## Record extracts
====

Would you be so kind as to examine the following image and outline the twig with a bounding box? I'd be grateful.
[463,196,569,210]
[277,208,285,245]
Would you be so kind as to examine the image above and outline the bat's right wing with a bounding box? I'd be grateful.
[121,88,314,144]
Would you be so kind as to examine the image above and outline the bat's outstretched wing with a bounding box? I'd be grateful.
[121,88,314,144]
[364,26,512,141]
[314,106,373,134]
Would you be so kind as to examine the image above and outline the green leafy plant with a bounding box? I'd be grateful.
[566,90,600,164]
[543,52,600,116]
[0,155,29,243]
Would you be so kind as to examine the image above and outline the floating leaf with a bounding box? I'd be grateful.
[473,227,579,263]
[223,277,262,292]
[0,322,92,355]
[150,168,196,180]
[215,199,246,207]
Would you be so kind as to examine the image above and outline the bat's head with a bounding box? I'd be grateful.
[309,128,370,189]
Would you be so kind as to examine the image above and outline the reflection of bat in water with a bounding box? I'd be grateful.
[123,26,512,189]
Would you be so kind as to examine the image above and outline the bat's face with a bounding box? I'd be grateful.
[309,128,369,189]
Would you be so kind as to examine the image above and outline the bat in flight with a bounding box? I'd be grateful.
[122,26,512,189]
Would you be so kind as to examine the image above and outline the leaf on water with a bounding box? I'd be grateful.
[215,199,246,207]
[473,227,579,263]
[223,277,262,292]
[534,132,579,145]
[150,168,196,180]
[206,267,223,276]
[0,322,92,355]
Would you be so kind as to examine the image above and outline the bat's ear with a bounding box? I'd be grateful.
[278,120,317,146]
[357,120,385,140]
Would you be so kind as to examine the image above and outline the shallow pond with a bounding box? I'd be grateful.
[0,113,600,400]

====

## What needs to be done
Starting at the line containing "plant with a bounding box? I'd be grateful." and ending at the last of the items, rewrite those lines with "outline" replaced by "mark" and nothing else changed.

## Solution to the exercise
Would you be so kind as to examine the image above and mark the green leafy plant with a bounding box? I'd be grateful.
[566,90,600,164]
[543,52,600,116]
[0,155,29,243]
Would you be so kind as to examine the image above and mark the floating leaf with a bounding box? I'd be grateful.
[473,227,579,263]
[223,277,262,292]
[0,322,92,355]
[150,168,196,180]
[215,199,246,207]
Would you be so kind as to examine the image above and mark the bat's head with a bounding box? I'd be grateful.
[309,128,370,189]
Would you be so kind as to examine the image above and mark the reflection of bat in water with a bounding box? I'd be grateful.
[123,26,512,189]
Would you be so kind as to examine the image above and mark the bat's face with a bounding box? I'd be grateful.
[309,128,369,189]
Would you be so kind as to examine the image above and mark the bat in flight with a bounding box? I'd be grateful.
[122,26,512,189]
Would you be so kind as to examine the image above and mark the leaf on water with a bounding box? I'd be grateful.
[215,199,246,207]
[473,227,579,263]
[223,277,262,292]
[534,132,579,145]
[150,168,196,180]
[206,267,223,276]
[0,322,92,355]
Would you be so kind as to examine the image above and mark the bat's ear with a bounding box? I'd be grateful.
[278,120,317,146]
[357,120,385,140]
Would you be so kind as to examine the image above and mark the shallow pond with a bounding box? I'd be grateful.
[0,113,600,400]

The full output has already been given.